▸ Prompt
Please give the records below again in full, exactly, with the images left out.

╭──

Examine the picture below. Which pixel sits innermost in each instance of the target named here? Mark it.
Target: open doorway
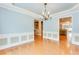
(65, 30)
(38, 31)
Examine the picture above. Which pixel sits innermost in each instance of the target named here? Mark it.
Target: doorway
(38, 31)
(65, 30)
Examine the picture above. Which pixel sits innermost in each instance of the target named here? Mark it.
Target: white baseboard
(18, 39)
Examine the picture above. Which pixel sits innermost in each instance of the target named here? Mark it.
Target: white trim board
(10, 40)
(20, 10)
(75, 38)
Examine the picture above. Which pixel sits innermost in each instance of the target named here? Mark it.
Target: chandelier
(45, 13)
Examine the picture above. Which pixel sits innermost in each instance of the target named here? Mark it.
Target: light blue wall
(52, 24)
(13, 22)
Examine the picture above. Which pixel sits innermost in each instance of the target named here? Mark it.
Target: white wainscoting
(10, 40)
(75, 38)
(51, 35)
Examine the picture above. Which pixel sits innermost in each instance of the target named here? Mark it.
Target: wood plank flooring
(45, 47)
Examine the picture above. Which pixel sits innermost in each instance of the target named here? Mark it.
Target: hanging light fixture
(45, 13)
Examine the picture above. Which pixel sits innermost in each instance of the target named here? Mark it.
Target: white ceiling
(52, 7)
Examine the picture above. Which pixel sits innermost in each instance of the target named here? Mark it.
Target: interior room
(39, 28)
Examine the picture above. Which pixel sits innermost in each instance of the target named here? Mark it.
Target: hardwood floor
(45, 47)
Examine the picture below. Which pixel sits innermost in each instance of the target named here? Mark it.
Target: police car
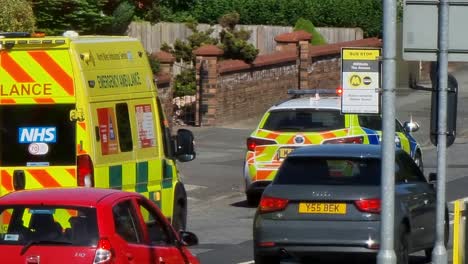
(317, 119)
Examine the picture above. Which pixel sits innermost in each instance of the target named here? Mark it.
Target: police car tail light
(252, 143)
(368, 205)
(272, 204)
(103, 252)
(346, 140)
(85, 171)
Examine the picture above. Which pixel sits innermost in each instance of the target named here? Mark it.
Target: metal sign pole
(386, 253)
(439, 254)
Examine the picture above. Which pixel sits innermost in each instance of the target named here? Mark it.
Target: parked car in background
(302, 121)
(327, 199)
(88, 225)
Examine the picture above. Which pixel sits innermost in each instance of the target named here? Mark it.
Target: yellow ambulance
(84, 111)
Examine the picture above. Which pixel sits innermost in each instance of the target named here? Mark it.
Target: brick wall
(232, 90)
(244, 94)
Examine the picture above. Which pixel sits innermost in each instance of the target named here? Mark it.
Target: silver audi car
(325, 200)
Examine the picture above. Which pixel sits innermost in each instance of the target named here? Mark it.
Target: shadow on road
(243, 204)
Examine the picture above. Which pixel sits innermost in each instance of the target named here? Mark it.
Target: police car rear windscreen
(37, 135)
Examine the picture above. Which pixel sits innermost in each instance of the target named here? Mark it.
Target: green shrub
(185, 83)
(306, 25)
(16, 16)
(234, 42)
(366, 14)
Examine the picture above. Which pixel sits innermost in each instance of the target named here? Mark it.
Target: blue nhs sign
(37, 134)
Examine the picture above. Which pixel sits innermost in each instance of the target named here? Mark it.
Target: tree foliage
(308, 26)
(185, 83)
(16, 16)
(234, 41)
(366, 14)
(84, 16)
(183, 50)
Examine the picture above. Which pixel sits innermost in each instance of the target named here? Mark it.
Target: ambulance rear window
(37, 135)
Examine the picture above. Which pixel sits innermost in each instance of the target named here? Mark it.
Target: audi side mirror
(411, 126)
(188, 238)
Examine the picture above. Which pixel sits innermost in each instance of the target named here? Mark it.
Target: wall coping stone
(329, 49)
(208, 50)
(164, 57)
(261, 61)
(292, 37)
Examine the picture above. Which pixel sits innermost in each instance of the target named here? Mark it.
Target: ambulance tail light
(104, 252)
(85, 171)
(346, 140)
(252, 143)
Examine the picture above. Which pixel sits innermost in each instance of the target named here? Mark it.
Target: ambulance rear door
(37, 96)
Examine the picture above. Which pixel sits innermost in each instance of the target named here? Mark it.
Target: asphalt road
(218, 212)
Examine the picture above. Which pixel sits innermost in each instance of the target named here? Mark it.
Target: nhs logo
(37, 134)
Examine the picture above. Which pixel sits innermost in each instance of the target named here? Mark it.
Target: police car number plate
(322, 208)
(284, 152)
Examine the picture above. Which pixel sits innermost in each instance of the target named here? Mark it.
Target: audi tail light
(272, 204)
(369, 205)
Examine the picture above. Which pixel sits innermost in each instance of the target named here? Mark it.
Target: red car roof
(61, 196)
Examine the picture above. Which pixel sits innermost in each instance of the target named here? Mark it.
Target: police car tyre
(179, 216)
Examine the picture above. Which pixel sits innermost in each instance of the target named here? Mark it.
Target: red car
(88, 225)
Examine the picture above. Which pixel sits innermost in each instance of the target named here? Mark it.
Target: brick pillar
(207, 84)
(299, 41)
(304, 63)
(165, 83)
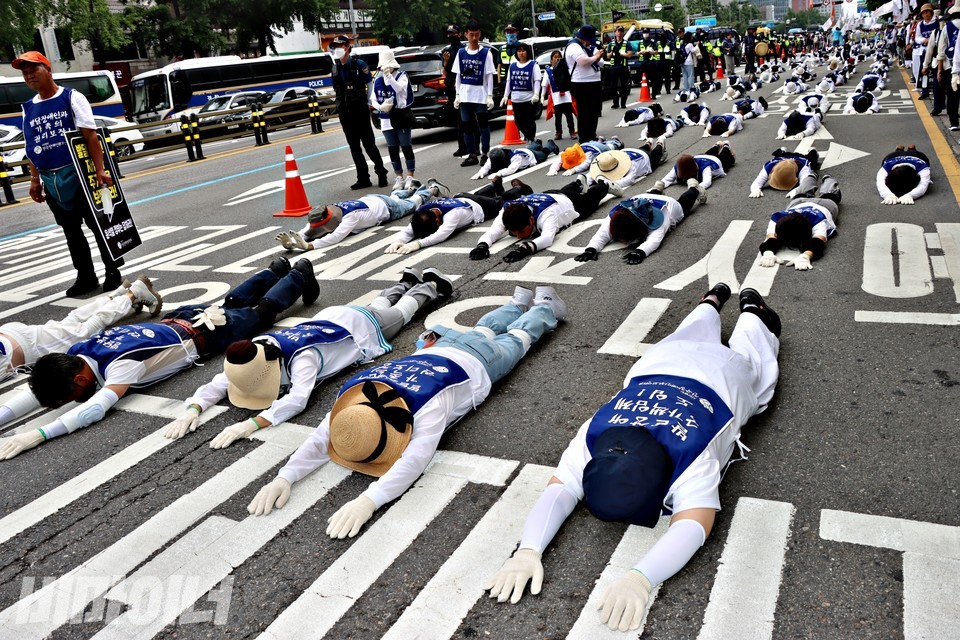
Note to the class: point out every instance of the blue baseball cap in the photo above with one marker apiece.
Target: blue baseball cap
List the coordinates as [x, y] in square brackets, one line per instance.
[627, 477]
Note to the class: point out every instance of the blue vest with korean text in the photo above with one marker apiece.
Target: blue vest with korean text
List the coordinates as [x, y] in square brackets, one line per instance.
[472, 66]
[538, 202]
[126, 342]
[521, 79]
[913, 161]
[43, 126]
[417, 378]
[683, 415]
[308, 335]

╰──

▸ Response area
Examine the picture below. Which pixel sits innermost in each instance of the target named here? Mark it.
Target: open doorway
(65, 30)
(38, 31)
Examine the picture above. Which pixel sits innermost in each instance of the target named here? Mark it.
Target: doorway
(38, 31)
(65, 30)
Examine the picture above. Which pixel sits innermost in each instance of the target named here? Mark it.
Target: white baseboard
(18, 39)
Examine the picture above. Which pixel sits innermost in each instance of the target named here? Mark it.
Target: white trim board
(10, 40)
(20, 10)
(75, 38)
Examine the picture above. Which pixel sits innermost in each instance of the target named here? Mark it.
Target: chandelier
(45, 13)
Examine the picture above. Which pixel sits innermost in each instance of the target named here? Mark it.
Target: light blue wall
(52, 24)
(13, 22)
Examine the picture above. Which pixel sits innermost in each instance of the target named here? Mark it.
Target: white wainscoting
(10, 40)
(75, 38)
(51, 35)
Examine the picture above. Which pixel sits innermost in each instance of the target named here? Mark it.
Target: wood plank flooring
(45, 47)
Examine the picture above. Which pixel sits innermost in each instance of the target named here? Mark it.
Target: hanging light fixture
(45, 13)
Examine the picture above. Which pixel sits innermost in each instance of the target named here? Mark it.
Target: white ceiling
(52, 7)
Examine the picture above. Which pixel sits innermost in each instance of the target named here? Mark it.
Target: interior room
(39, 28)
Examine the picture above. Which pixel sits innermost in each instance of the target named here? Mark it.
Target: hardwood floor
(45, 47)
Examine the picture below. Which pixel sits innermost in each instance of the target named here? Mark it.
Target: police car
(317, 119)
Examine the picture above. Which pixel sits innermost in each instance of the target named here? Mark it.
Target: police car tail light
(252, 143)
(368, 205)
(272, 204)
(103, 252)
(346, 140)
(85, 171)
Examine the picture above. Which pixel sits innermost in each instance of the target named here? Mark it.
Target: metal sign pole
(386, 253)
(439, 254)
Examine the picture above. Which pixel sits innermost in each instance of the target named here? Mark it.
Target: parked car in background
(302, 121)
(327, 199)
(88, 225)
Examine the picture above. Which pixel sits innermost in each instance of the target named here? Mark it.
Target: yellow ambulance
(84, 111)
Examine the picture above. Which pixel sits innermost in each instance of the target named here? Mark it.
Target: brick wall
(232, 90)
(244, 94)
Examine the picture above. Which pixel sits innermost in each instance of the target named here? Mark it.
Target: silver audi car
(325, 200)
Examine the picture above. Which pixel sits innermost in each instance of the target named here? Mark it.
Target: shadow on road
(243, 204)
Examine the picture above. Which pixel sits innermost in each instance of the target named here? Mark it.
Target: police car rear windscreen
(37, 135)
Examine the picture above. Which pixel sits innermost in each instance of the target named here? Mark it.
Target: green shrub
(185, 83)
(306, 25)
(16, 16)
(234, 42)
(366, 14)
Examine the picture above. Which pixel sits innermost in each instance of the target named here? Mark it.
Target: blue nhs sign
(37, 134)
Examine the picture above. Which pixel sits innermost in each instance of the target named here? Mark it.
Target: tree foliage
(308, 26)
(185, 83)
(16, 16)
(234, 41)
(366, 14)
(84, 16)
(183, 50)
Examine the picture above. Which pixel sits innermost in each instance of the target named here? Mark it.
Target: ambulance rear window
(37, 135)
Examine the picture above. Which pixel sits innermost in each instance of the target named here? Mark it.
Target: audi side mirror
(411, 126)
(188, 238)
Examine the picture above. Which pixel sits innermost in each instance of the target named here? Mark it.
Target: wall coping stone
(329, 49)
(208, 50)
(164, 57)
(261, 61)
(292, 37)
Examine the picture above. Which pixel sits innermost in each instance of the target named here? Mark it.
Target: ambulance tail light
(104, 252)
(85, 171)
(346, 140)
(252, 143)
Examine the picture above. Which pixel sits innermost in each instance of the target named here? Mark it.
Target: ambulance rear door
(37, 96)
Examine the picture above. Which pixel sits innermost in each instance of the target named here? Mark it.
Target: asphalt road
(218, 212)
Examine the picture above. Which pixel sits innermost in each instance of the target named here? Mark it.
Target: nhs logo
(37, 134)
Examine the picture above. Which pixel sits innermost in each instance of the target named here? Mark it.
Target: police car number plate
(322, 208)
(284, 152)
Examine the picture above. Which pixel sits innermost in each instance of the target named here? Mark it.
Target: audi tail light
(272, 204)
(369, 205)
Examine the picture above. Which pixel sits innermost in each instance of the target named here? Mark it.
Target: red car roof
(61, 196)
Examine the picture above. Which pixel sits innermost in each instance of the target named here? Mark it.
Target: police car tyre
(179, 216)
Examine the picture above. Which pixel sits innermost in each instance of the target named here? Mark it.
Target: red car
(88, 225)
Examine the picture above. Which pixel sits innermost in each instance of the target named here? Mark it.
Target: brick pillar
(207, 84)
(299, 41)
(304, 63)
(165, 83)
Note to the class: point out every instance of the blue baseball cap in the photo above with one marker apiece.
Target: blue baseball cap
List the coordinates as [x, y] in square brackets, one line per instance.
[627, 477]
Note to the class: point out every instance of the blue vest with korean text in the photo above with one marker apiece.
Target: blue vest with korean text
List the coordinates as [x, y] in square brackets, one line per instance.
[472, 66]
[538, 202]
[126, 342]
[521, 79]
[913, 161]
[43, 126]
[417, 378]
[683, 415]
[308, 335]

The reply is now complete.